**SELECTED EXCERPT:**
- Original title: Der Nachbar
- Language: German
- Genre(s): Short story

Publication
- Published in: Beim Bau der Chinesischen Mauer
- Media type: book (hardcover)
- Publication date: 1931
- Published in English: 1933 London, Martin Secker; 1946 New York, Schocken Books;

= My Neighbor =

"My Neighbor" ("Der Nachbar", literally "The Neighbor") is a short story by Franz Kafka. It was written in 1917 and published in 1931 in Berlin by Max Brod and Hans-Joachim Schoeps. The first English translation by Willa and Edwin Muir was published by Martin Secker in London in 1933. It appeared in The Great Wall of China. Stories and Reflections (New York City: Schocken Books, 1946).

The main character of the story is a young merchant who initially pretends to be self-assured but finds himself threatened by his new neighbor and possible competitor, Harras.

==Analysis==

The narrator wants to find out more details about the life and the activities of his new neighbor Harras. He assumes that Harras wants to harm him commercially, possible even ruin him. He does not speak to Harras but makes inquiries, finding no more than that he is a "young and emerging man" like himself. He is suspicious because Harras is always in a hurry and does not seem interested in a conversation. The narrator feels increasingly threatened, his fears grow to the grotesque, without evidence. In the end, his self-confidence has dissolved completely.

== References to other works of Kafka ==

The central vehicle of the uncertainty of the protagonist is the telephone. This was a new form of communication in the beginning of the 20th century that scared Kafka. In the novel The Castle, the phone also plays an irritating confusing role.

Kafka featured the hardships of a merchant again and again, probably due to the numerous complaints of his father. An early story was titled "Der Kaufmann" ("The Merchant"). The story "Das Ehepaar" ("The Married Couple") discusses the competition between two traders. Gregor Samsa in The Metamorphosis is - an unfortunate commercial agent before he is transformed.

== Reception ==

Sudau writes "Doch der Konkurrenzkampf ist nur das offensichtliche Problem des Textes; eine tiefer sitzende Daseinsunsicherheit und -angst kann als das eigentliche angesehen werden. Zögerlichkeit, Kleinlichkeit, Misstrauen, Ängstlichkeit, Selbstvorwürfe und Zwangsvorstellungen sind sein Daseinsdiktum. ... Der Text zeigt die Genese von Vorurteil und Verfolgungswahn." (But the competition is only the obvious problem of the text, the real problem is a deeper uncertainty and anxiety. Hesitancy, pettiness, distrust, anxiety, self-blame and obsessions shape his existence. ... The text shows the genesis of prejudice and paranoia.)

== Literature ==

- Ralf Sudau: Franz Kafka: Kurze Prosa/ Erzählungen. Klett Verlag, 2007, ISBN 978-3-12-922637-7.
- Peter-André Alt: Franz Kafka: Der ewige Sohn. Eine Biographie. Verlag C.H. Beck, München 2005, ISBN 3-406-53441-4.
- Franz Kafka, Johannes Diekhans, Elisabeth Becker: Textausgaben: Die Verwandlung / Brief an den Vater und andere Werke. Schöningh im Westermann, (January 1999), ISBN 978-3-14-022290-7.

**RECORD EXCERPTS:**
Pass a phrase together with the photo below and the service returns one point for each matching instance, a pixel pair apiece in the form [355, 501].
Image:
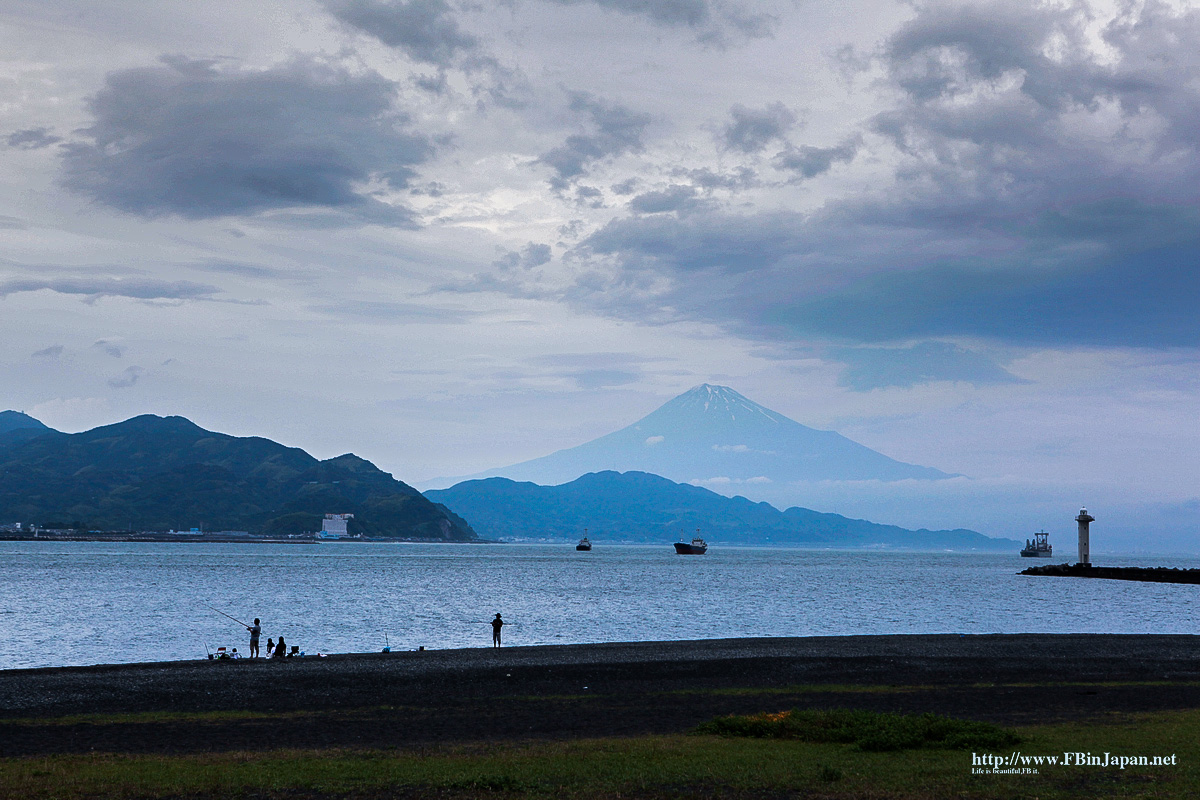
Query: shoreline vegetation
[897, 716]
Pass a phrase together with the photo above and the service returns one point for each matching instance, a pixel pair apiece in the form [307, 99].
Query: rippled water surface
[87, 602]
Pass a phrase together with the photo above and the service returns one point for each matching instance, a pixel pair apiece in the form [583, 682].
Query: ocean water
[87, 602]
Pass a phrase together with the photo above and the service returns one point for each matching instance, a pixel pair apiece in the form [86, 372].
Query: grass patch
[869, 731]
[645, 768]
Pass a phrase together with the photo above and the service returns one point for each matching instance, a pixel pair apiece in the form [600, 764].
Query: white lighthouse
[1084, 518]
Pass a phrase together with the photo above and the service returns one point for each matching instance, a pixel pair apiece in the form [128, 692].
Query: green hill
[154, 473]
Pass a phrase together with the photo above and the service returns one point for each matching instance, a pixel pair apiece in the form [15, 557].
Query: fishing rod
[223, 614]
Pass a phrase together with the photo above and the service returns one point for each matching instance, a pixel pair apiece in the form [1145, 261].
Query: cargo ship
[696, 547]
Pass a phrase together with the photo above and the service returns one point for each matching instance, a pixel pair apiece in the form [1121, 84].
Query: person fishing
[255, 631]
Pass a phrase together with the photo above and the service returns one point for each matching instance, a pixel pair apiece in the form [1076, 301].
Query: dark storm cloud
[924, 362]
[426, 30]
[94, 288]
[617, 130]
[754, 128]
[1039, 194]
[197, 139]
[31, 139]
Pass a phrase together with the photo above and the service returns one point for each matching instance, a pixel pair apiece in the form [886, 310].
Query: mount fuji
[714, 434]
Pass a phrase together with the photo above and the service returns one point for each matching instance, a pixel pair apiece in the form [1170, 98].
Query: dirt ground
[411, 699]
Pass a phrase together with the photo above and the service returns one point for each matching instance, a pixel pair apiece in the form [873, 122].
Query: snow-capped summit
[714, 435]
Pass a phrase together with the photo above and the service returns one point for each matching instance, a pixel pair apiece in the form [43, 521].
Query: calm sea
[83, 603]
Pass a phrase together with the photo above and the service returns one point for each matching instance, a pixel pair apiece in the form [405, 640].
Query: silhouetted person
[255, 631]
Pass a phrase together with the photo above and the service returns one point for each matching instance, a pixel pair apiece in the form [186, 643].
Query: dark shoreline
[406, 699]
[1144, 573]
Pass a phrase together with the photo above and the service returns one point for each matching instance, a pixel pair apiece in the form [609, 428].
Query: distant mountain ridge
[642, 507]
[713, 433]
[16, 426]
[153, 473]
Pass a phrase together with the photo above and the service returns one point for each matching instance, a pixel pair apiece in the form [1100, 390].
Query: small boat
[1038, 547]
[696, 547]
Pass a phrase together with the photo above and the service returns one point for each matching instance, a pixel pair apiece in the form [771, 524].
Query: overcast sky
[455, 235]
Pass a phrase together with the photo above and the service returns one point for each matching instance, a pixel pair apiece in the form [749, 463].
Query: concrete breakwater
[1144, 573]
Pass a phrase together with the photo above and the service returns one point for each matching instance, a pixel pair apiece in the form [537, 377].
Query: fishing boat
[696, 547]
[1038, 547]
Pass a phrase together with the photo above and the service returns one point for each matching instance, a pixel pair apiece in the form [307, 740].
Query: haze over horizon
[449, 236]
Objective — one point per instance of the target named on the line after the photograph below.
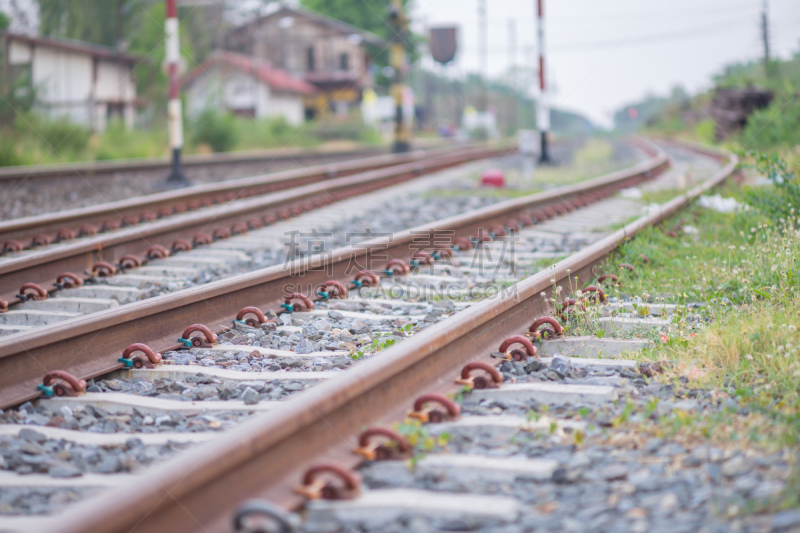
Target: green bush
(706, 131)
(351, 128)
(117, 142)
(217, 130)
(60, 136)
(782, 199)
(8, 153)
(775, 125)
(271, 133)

**TASKS FOR THIS EXERCISE:**
1/ Return the passage of the article on "My Neighbor" above, from "The main character" to "has dissolved completely.".
2/ Decide whether each statement below agrees with the article on "My Neighbor" above, answering yes or no and quoting the words of the article that settle it: (a) Willa and Edwin Muir made the first English translation of the story. (b) The narrator speaks directly to Harras to learn about him. (c) The story was written in 1931.
3/ According to the article on "My Neighbor" above, what is the central vehicle of the protagonist's uncertainty?

**ANSWERS TO THE PROBLEMS:**
1/
The main character of the story is a young merchant who initially pretends to be self-assured but finds himself threatened by his new neighbor and possible competitor, Harras.

==Analysis==

The narrator wants to find out more details about the life and the activities of his new neighbor Harras. He assumes that Harras wants to harm him commercially, possible even ruin him. He does not speak to Harras but makes inquiries, finding no more than that he is a "young and emerging man" like himself. He is suspicious because Harras is always in a hurry and does not seem interested in a conversation. The narrator feels increasingly threatened, his fears grow to the grotesque, without evidence. In the end, his self-confidence has dissolved completely.

2/
(a) Yes: "The first English translation by Willa and Edwin Muir was published by Martin Secker in London in 1933."
(b) No: "He does not speak to Harras but makes inquiries"
(c) No: "It was written in 1917"

3/ The telephone.